— Start of PROVIDED TEXT —

One question of interest is what’s the frequency of claims from different client types? The claims study reveals that developers are the most likely client type to successfully sue this sample of geoprofessional firms. As summarized in Table 1, 34.5 percent of all claims (309 out of 897) occurred when the geotechnical engineer’s client was a developer. These claims accounted for a total loss of $38.7M, with an average cost/claim of $125K. The next most frequent source of successful claims came from contractors: 11.0 percent of the total, with an average cost/claim of $133K. City and county governments were the third most frequent source of claims at 9.3 percent; however, the average cost was $238K/ claim or 90 percent more than the average claim from a developer. Homeowner claims only represented 5.0 percent of all claims and had the lowest cost/claim of $53K, although many of the developer claims resulted from a homeowner suing a developer who subsequently sued the geotechnical engineer.
What Scope of Service Leads to Claims?
A main objective of this study was to identify and evaluate those service areas in which improvements in practice can be made to mitigate future claims. The scope of service that led to the most claims was site investigations. In the context of this discussion, the term “site investigation” is the physical act of investigation at the site and the testing of the soil. The term “site characterization” is the conclusion reached on the subsurface soils and properties based on the data and applied judgment. Of the 897 claims studied, 393 occurred when geotechnical investigation was the primary service provided, resulting in a cumulative loss of nearly $51M (Table 2). While it is true that site investigation is typically the primary scope for most geotechnical engineering assignments, geotechnical claims usually stem from the failure to adequately characterize the subsurface stratigraphy, groundwater conditions, and/or the properties of the soils site-wide by extrapolating discrete pieces of data from the site investigation.
As shown in Table 3, allegations of negligent design/design error, inadequate testing, and inadequate investigation represent 55.9 percent of all allegations, and all relate to an inadequate site characterization. These results indicate that claims originate primarily from incorrect characterization of the subsurface stratigraphy (including missing a geologic feature), groundwater conditions, and the associated engineering soil properties of each layer.
What Type of Problems Lead to a Claim?
Table 4 summarizes the physical manifestations that led to claims associated with geotechnical investigations (393 claims out of a total of 897). Cracking and settlement were the most common problems encountered, with each accounting for approximately 18 percent of the total number of claims associated with geotechnical investigations. However, the losses associated with these problems differed substantially, with cracking only accounting for 12 percent of the cumulative losses and settlement accounting for 35 percent of the losses.
Cracking, settlement, and heave, all manifestations related to soil movement, combined to account for about 41 percent of claims when investigation was the primary service provided. These manifestations can result from failure to identify compressible or expansive soils, or from a construction defect by the contractor. Construction cost overruns and changed conditions, accounting for about 19 percent of claims, resulted from contractor claims alleging that unforeseen conditions were encountered.
Suggested Approaches to Mitigate Claims for Site Investigation Work When a problem arises and an allegation of negligence is made, the cause can usually be one or more of the following:
- An unforeseeable soil condition
- A construction defect
- A negligent act on the part of the engineer, usually during the site characterization
Just as site investigations are invaluable during the early stages of a project, strategizing and planning a site investigation are vital to its execution. While it’s common and required for geotechnical engineers to describe in detail the scope of the site investigation, it’s not all that common for the engineer to provide the basis for the scope. Typically, the basis is many years of experience within a particular geologic formation and experience at nearby sites. However, proposals do not often articulate how experience and applied judgment justify decisions regarding investigation methods, sampling frequency and location, and specified testing for a project site.

— End of PROVIDED TEXT —
— Start of INFORMATION SHOWN —

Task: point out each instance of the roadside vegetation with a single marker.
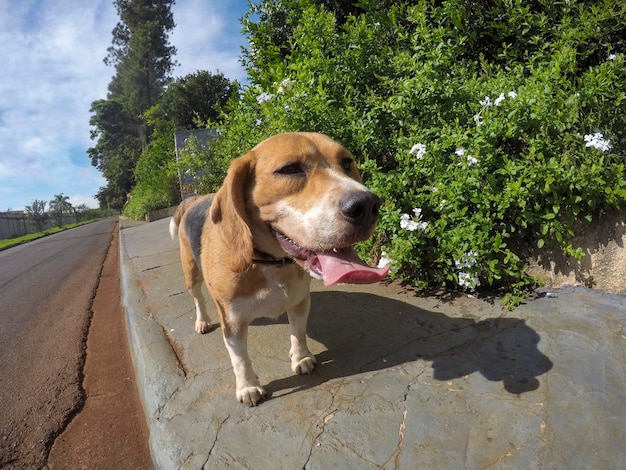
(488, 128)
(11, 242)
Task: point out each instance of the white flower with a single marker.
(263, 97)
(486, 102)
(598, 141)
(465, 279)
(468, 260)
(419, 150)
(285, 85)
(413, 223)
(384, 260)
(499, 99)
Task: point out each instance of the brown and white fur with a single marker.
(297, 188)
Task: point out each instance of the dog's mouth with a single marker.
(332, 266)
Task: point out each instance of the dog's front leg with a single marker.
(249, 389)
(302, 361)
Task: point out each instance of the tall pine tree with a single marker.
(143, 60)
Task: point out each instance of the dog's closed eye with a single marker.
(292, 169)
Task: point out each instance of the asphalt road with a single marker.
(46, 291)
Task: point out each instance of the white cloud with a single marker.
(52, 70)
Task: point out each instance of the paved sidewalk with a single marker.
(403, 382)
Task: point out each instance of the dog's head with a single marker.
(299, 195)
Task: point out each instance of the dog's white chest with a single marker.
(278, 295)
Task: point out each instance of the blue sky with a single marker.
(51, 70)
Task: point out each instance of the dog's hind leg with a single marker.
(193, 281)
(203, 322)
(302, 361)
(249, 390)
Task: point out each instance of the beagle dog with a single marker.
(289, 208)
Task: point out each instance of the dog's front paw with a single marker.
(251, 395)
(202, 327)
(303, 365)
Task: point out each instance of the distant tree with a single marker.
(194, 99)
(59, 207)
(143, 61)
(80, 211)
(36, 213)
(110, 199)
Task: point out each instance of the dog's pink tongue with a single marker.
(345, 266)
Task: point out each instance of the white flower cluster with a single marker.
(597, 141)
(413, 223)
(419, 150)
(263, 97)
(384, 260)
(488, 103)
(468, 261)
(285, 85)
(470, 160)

— End of INFORMATION SHOWN —
— Start of INFORMATION SHOWN —

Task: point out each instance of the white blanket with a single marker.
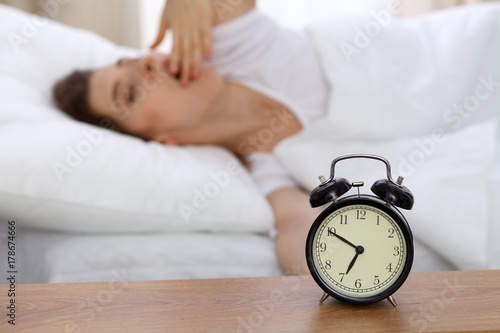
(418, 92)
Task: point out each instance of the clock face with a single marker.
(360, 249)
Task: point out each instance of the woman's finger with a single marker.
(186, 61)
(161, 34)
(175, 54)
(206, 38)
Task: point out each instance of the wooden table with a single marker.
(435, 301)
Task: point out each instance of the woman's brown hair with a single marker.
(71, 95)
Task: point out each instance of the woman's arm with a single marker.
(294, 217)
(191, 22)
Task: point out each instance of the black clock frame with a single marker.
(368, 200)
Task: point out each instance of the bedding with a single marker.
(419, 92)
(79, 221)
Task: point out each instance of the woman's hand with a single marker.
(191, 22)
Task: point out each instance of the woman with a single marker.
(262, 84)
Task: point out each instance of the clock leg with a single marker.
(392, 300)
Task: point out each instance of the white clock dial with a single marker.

— End of INFORMATION SHOWN —

▸ **WHAT YOU SHOULD DO**
Please state which client type had the lowest average cost per claim in the geotechnical claims text, and give that cost.

▸ **WRITTEN SOLUTION**
Homeowners, at $53K per claim.